:: Given task ::
Update the material below by changing "dark coop opening" to "dark coop doorway" and leaving every other part unchanged. Omit the pictures from your answer.

++++ Provided records ++++

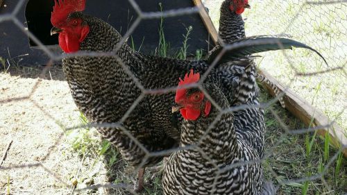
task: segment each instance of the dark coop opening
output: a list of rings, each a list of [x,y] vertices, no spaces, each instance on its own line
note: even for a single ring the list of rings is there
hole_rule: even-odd
[[[53,1],[29,0],[26,4],[25,17],[28,29],[44,45],[58,44],[58,35],[51,36],[51,12],[54,6]],[[37,46],[31,39],[29,41],[31,46]]]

++++

:: Finished answer ::
task: segment each instance of the dark coop doorway
output: a list of rings, each a list of [x,y] vertices, no spaces, each instance on its own line
note: even for a single ring the list of rings is there
hole_rule: even-odd
[[[53,1],[29,0],[26,4],[25,17],[28,29],[44,45],[58,44],[58,35],[51,36],[51,12],[54,6]],[[37,46],[31,39],[29,41],[31,46]]]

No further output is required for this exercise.